- SOURCE
··········

This post is in Technicolor!

By Amanda J.

I seem to be deriving a lot of inspiration from song titles and lyrics at the moment – I recently used ‘I Want To Break Free’ as the title to one of my posts and the opening line from Bohemian Rhapsody – Is this the real life?  Is this just fantasy? – is another that’s knocking around my mind summing up perfectly how I feel about this side of myself.  But today’s post has inexorable links to 10cc’s hit for no other reason than the name.

I’ve never really thought of myself as a Mandy to be honest.  Of course, it’s the usual contraction of ‘Amanda’ but of all the girls I’ve known with that name, those who refused the contraction always seemed somehow sweeter and more refined than the Mandys (or should that be Mandies?).  And as the persona of a refined lady (or ‘classy tart’ as one online friend so eloquently put it) that I try to project seems to demand an equally refined name, ‘Amanda’ it had to be and woe betide anyone who dared contract it.

Names are funny things, sometimes very funny due to a either a lack of foresight or an evil streak on the part of their parents – what were Mr & Mrs Head thinking when they named their son Richard? – or by marriage as in the case of poor Ophelia whose life took an unfortunate turn for the worse when she married Mr Butt.  There are very few things in life we have absolutely no control over; our chromosomes and all that goes with them are one thing, determined as they are by a game of chance at the point of conception, and our name is another.  The term ‘given name’ as an alternative to forename hits the nail on the head and the truth is that by the time we’re old enough to realise that we need to answer to the name ‘Obidiah’  or ‘Persephone’, it’s too late to do anything about it at least until we reach the age of maturity.  We can just hope that there either is a cool contraction or the name becomes fashionable once more.  So it’s no surprise that any of us, when faced with the challenge of coming up for a feminine name for ourselves face challenges.  And I don’t mind admitting that this is something I’ve struggled with a lot over the years.

When embarking on the quest for a name, I felt that in many ways it was the key to discovering the inner woman.  I desperately wanted her to be much better looking and far more stylish than her male twin and so many names were immediately struck off the list (assuming that they’d been allowed onto it in the first place, of course).  But where to begin.

A good enough place as any seemed to be my ‘given name’, or to be more precise, the name I’d have been given if the midwife had excitedly exclaimed ‘it’s a girl!’ before holding me upside down, smacking my bottom (another one of those unnecessary tasks in the ‘Guide to Midwifery’ in the 1960s) and handing me over to my mother.  So Susan it was going to be and, to be honest, a name I rather like.  Even its contractions to Susie and Sue don’t in any way seem to drag it downmarket.

··········

- DATA EXTRACT
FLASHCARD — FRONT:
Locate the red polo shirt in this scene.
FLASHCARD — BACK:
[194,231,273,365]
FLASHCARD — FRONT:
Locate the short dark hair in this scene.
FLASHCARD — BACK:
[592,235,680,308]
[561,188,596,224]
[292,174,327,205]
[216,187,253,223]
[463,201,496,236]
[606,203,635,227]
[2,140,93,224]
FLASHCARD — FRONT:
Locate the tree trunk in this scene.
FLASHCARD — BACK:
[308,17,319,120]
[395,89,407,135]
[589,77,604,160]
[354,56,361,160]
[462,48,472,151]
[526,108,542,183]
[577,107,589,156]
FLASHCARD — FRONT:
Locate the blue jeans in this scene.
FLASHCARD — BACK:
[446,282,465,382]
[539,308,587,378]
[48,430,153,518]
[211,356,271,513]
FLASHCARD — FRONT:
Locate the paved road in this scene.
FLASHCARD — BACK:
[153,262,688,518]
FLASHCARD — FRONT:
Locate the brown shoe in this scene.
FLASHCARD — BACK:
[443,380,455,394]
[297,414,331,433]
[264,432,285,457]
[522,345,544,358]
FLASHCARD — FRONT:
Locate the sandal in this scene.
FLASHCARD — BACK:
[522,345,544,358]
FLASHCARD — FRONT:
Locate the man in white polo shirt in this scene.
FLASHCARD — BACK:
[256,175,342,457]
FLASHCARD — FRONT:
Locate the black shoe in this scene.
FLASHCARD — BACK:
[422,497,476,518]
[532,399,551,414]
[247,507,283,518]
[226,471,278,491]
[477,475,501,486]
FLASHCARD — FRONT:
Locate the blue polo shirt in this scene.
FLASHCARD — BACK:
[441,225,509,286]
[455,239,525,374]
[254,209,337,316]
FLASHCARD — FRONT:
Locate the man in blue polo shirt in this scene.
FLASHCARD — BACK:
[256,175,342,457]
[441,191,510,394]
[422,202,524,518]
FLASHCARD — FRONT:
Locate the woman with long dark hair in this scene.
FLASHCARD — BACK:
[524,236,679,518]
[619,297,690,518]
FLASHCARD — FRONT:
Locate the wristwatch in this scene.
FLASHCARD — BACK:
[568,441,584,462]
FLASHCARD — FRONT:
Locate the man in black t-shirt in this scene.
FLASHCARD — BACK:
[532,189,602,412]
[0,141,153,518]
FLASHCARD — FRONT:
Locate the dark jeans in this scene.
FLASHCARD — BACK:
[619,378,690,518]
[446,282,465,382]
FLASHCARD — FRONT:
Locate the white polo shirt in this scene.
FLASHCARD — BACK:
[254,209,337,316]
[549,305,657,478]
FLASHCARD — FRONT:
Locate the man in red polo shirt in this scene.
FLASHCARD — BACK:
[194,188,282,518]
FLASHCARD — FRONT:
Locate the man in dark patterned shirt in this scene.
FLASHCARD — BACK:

··········

- WORK INSTRUCTIONS
A. List every forename that appears in the post's paragraph beginning "Names are funny things".
B. Print the portion of the post between "This post is" and "than the name.", inclusive.

- THE RESULTS
A. Richard, Ophelia, Obidiah, Persephone

B.
This post is in Technicolor!

By Amanda J.

I seem to be deriving a lot of inspiration from song titles and lyrics at the moment – I recently used ‘I Want To Break Free’ as the title to one of my posts and the opening line from Bohemian Rhapsody – Is this the real life?  Is this just fantasy? – is another that’s knocking around my mind summing up perfectly how I feel about this side of myself.  But today’s post has inexorable links to 10cc’s hit for no other reason than the name.